TASK PROMPT
Provide an exact copy of the data, excluding the images.

EXERCISE INPUTS
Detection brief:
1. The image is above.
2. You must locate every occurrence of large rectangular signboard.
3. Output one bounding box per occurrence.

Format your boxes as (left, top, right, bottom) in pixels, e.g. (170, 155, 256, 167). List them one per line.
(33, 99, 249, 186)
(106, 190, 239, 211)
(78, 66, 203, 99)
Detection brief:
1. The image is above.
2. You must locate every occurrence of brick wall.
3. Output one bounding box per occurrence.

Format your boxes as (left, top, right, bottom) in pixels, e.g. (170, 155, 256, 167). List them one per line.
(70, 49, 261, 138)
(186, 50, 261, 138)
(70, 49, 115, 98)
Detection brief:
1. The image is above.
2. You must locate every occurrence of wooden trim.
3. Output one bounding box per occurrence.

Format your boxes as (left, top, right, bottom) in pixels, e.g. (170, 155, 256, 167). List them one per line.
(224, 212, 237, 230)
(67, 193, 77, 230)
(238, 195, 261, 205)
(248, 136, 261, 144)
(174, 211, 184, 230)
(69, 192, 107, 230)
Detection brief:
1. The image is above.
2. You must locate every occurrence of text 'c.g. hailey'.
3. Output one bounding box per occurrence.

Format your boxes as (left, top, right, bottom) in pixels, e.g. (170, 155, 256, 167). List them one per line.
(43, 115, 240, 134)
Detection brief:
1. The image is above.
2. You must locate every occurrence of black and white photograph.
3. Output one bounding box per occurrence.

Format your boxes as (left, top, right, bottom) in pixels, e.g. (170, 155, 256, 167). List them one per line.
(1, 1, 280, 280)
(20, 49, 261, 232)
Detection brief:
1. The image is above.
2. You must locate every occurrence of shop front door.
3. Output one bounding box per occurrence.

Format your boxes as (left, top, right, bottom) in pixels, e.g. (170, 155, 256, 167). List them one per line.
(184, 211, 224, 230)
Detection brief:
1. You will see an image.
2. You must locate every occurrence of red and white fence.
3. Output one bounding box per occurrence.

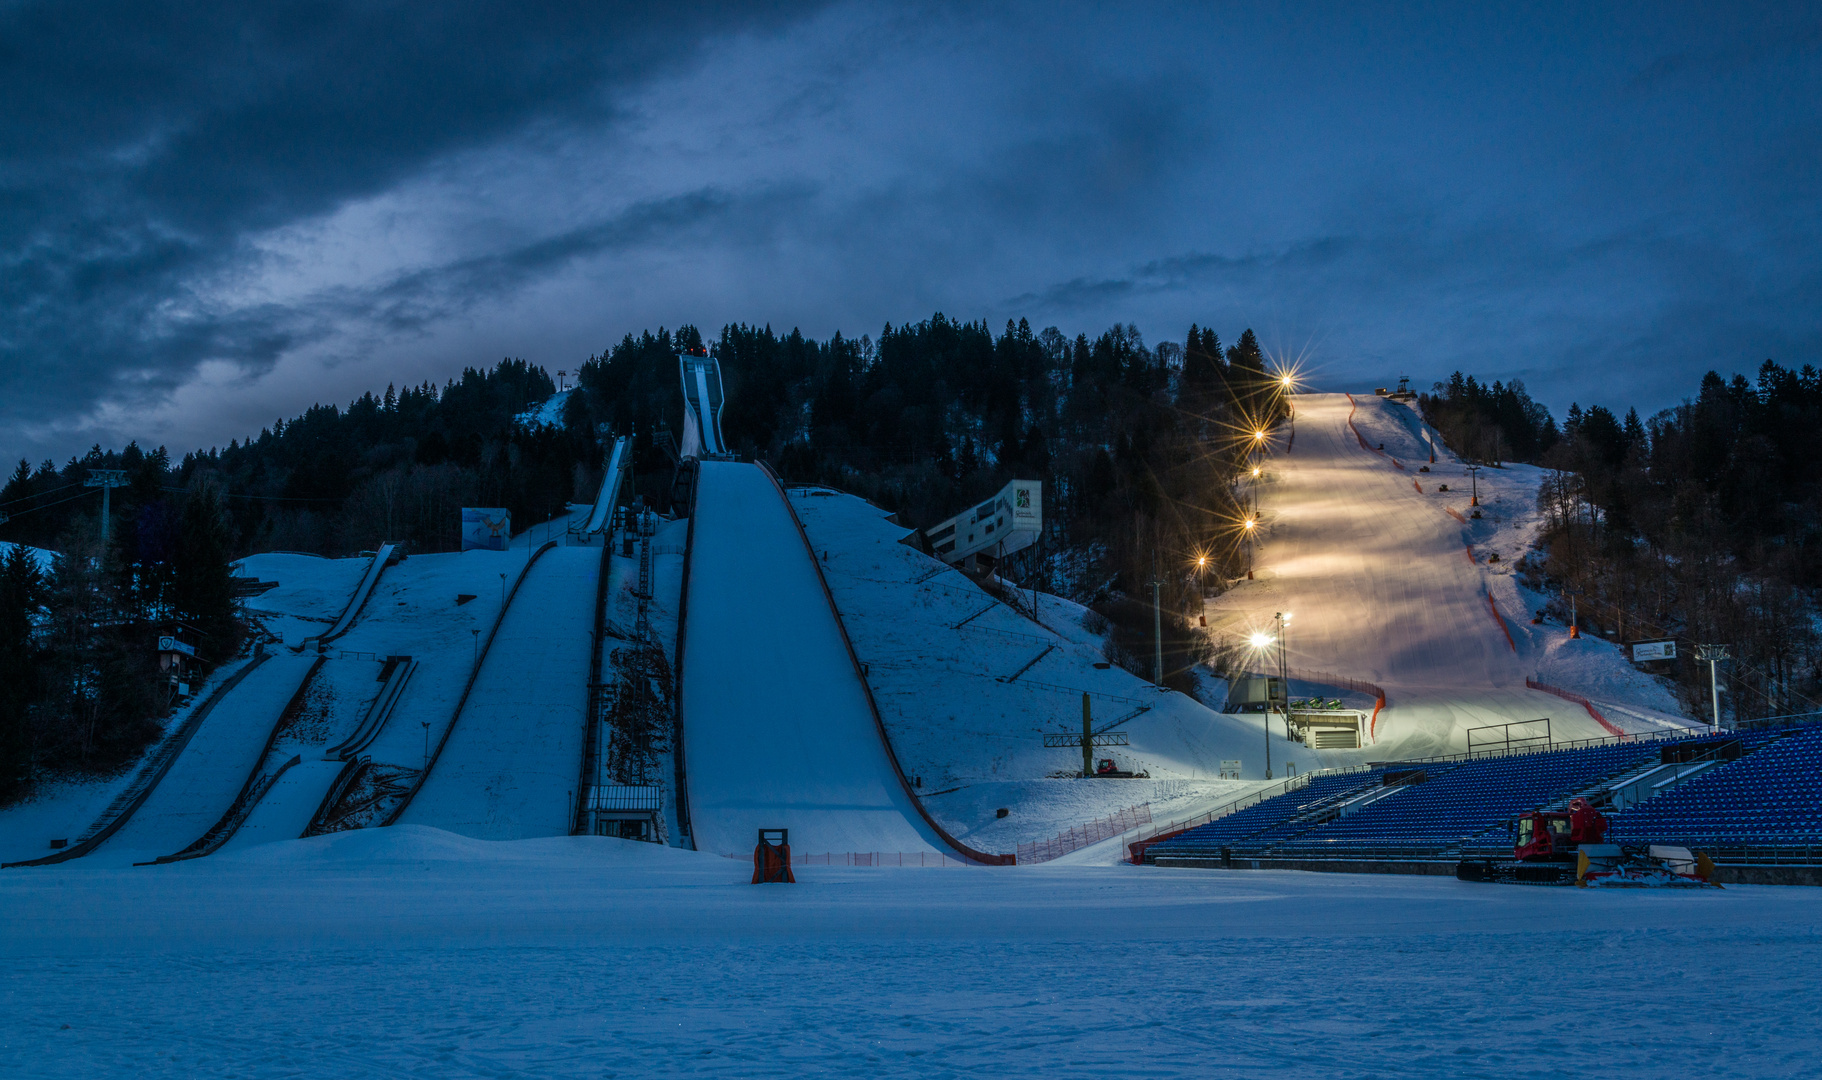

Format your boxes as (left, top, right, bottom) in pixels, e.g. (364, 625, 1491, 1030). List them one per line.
(1017, 803, 1152, 864)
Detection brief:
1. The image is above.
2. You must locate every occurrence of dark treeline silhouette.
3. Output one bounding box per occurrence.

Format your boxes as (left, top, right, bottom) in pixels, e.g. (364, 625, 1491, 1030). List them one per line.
(1419, 372, 1558, 465)
(573, 317, 1286, 626)
(1, 316, 1289, 797)
(1427, 361, 1821, 725)
(0, 475, 239, 801)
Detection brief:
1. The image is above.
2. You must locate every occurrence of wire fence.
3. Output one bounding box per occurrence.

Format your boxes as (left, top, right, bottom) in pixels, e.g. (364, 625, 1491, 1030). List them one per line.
(1018, 803, 1152, 864)
(723, 851, 980, 867)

EXERCISE RESULT
Detection brief:
1. The image is above.
2. You must locate every occurrence of large rectangular signboard.
3. Output one bounding box per occurrence.

Format your boxes as (left, top, right, bottom) in pixels, e.g. (170, 155, 256, 167). List them one per line.
(33, 99, 249, 186)
(106, 190, 239, 211)
(78, 66, 203, 99)
Detection brief:
1. The image is above.
2. You must locate every occurrence of brick wall.
3. Output one bounding box per occurrence.

Format your boxes as (left, top, right, bottom) in pixels, e.g. (170, 155, 256, 167). List them one per line.
(70, 49, 261, 138)
(186, 50, 261, 138)
(70, 49, 115, 98)
Detection brief:
1. The image is above.
2. You must locate every occurrence of wooden trim.
3. Output one bounding box per occurrence.

Format your boxes as (left, top, right, bottom) in pixels, e.g. (170, 155, 256, 167). List them one per line.
(224, 212, 237, 230)
(67, 193, 77, 230)
(238, 195, 261, 205)
(248, 136, 261, 144)
(174, 211, 184, 230)
(69, 192, 107, 230)
Detection brief:
1. The image is above.
2. You must locate every occurrence of text 'c.g. hailey'.
3. Output one bounding box per occurrence.

Format your boxes as (left, top, right, bottom) in pixels, e.g. (170, 155, 256, 167). List them one per line.
(43, 115, 240, 134)
Detection brief:
1. The image is above.
2. You must locate every occurrence of black and white photograph.
3. Output one bounding box per occurrence.

Format your boxes as (left, top, right, bottom) in pixels, e.g. (170, 155, 256, 167). List them one per line.
(1, 1, 280, 280)
(20, 49, 261, 232)
Detection brief:
1. The image is above.
2. You must locate every occurrence of shop front door.
3. Output one bounding box per occurrence.

Format your boxes as (left, top, right, bottom) in pixels, e.g. (170, 155, 256, 167). List them one per line.
(184, 211, 224, 230)
Detection brief:
1. You will see an image.
2. You must locate every occurrence of red and white fence.
3. Output one bounding box per occurrence.


Format your boxes as (left, top, right, bottom) in pixels, e.g. (364, 625, 1491, 1030). List them one per line.
(1017, 803, 1152, 864)
Detection brief:
1. The image is above.
2. You must locate every occurrence of dark treeline silhouette.
3. Output one bounding box per occurrence.

Format your boxes as (left, top, right, bottom) in pixels, e.g. (364, 625, 1491, 1030). List them one per line.
(1419, 372, 1558, 465)
(573, 317, 1286, 626)
(1, 316, 1289, 797)
(1427, 361, 1821, 725)
(0, 475, 239, 801)
Detection brief:
1. The image is above.
2. You must locate every occurrence of wire fence.
3. Output one bounding box per occurrence.

Format your boxes as (left, top, right, bottom) in pixels, e.g. (364, 625, 1491, 1030). List them one per line.
(1018, 803, 1152, 864)
(723, 851, 980, 867)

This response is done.